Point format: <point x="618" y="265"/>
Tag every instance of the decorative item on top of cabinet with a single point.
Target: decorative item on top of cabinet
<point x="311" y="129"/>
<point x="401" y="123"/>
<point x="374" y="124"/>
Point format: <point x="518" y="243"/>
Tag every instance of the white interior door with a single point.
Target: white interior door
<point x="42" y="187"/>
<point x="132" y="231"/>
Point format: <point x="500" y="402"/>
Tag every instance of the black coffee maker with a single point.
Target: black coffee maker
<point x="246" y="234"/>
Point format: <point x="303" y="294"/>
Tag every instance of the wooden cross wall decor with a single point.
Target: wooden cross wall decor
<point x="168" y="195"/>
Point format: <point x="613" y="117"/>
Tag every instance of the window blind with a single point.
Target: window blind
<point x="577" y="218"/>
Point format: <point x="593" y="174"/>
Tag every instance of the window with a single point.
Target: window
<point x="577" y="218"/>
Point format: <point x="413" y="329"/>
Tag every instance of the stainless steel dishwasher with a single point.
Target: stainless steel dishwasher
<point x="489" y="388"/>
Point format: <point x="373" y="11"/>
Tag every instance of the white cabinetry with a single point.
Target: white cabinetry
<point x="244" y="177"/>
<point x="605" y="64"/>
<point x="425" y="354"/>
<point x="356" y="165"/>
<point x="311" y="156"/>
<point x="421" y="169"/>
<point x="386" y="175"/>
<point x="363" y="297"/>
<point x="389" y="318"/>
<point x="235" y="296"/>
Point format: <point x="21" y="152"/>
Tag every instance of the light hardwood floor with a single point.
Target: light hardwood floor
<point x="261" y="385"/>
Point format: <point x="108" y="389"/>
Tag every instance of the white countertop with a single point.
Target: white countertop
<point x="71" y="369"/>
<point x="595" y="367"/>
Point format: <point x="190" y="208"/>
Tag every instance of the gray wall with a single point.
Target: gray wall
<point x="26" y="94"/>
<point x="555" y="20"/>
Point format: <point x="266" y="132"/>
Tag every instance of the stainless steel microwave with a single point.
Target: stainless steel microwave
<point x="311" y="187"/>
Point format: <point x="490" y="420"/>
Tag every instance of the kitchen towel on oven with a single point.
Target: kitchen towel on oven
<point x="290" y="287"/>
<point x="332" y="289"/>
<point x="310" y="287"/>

## The task
Produce the material above again, word for word.

## Answer box
Point format: <point x="618" y="265"/>
Tag every instance of the decorative item on top of cabinet with a single point.
Target: decorative item on top of cabinet
<point x="311" y="129"/>
<point x="401" y="123"/>
<point x="374" y="124"/>
Point format: <point x="518" y="243"/>
Tag every instance of the white interior door with a single point.
Target: white interior door
<point x="42" y="187"/>
<point x="132" y="231"/>
Point format: <point x="500" y="402"/>
Tag every instance of the black coffee maker with a single point.
Target: black coffee maker
<point x="246" y="234"/>
Point format: <point x="303" y="294"/>
Tag every instance of the wooden cross wall decor with a single point.
Target: wooden cross wall decor
<point x="168" y="195"/>
Point format: <point x="613" y="117"/>
Tag every instance of the window blind with a single point.
Target: window blind
<point x="577" y="218"/>
Point format: <point x="593" y="174"/>
Tag every instance of the window with a single point.
Target: window
<point x="577" y="218"/>
Point format: <point x="413" y="329"/>
Tag every instance of the stainless steel dishwasher with a single point.
Target: stainless steel dishwasher
<point x="489" y="388"/>
Point format: <point x="373" y="11"/>
Tag every instance of the white cabinetry with a single point.
Target: white cabinetry
<point x="244" y="177"/>
<point x="605" y="64"/>
<point x="425" y="354"/>
<point x="356" y="165"/>
<point x="311" y="156"/>
<point x="421" y="169"/>
<point x="386" y="175"/>
<point x="363" y="297"/>
<point x="389" y="318"/>
<point x="235" y="296"/>
Point format: <point x="21" y="152"/>
Tag every instance of the light hardwood floor with a single point.
Target: light hardwood floor
<point x="261" y="385"/>
Point format: <point x="108" y="389"/>
Tag every instance of the white countertop with a single point.
Target: white countertop
<point x="71" y="369"/>
<point x="595" y="367"/>
Point format: <point x="190" y="208"/>
Tag every instance of the gray wall with a single point.
Target: gray wall
<point x="26" y="94"/>
<point x="555" y="20"/>
Point format: <point x="266" y="132"/>
Tag every instance of the stainless steel microwave with a single point.
Target: stainless steel microwave
<point x="311" y="187"/>
Point format: <point x="490" y="420"/>
Tag every instance of the kitchen towel on oven with a single point.
Target: kitchen towel on oven
<point x="290" y="287"/>
<point x="332" y="289"/>
<point x="310" y="287"/>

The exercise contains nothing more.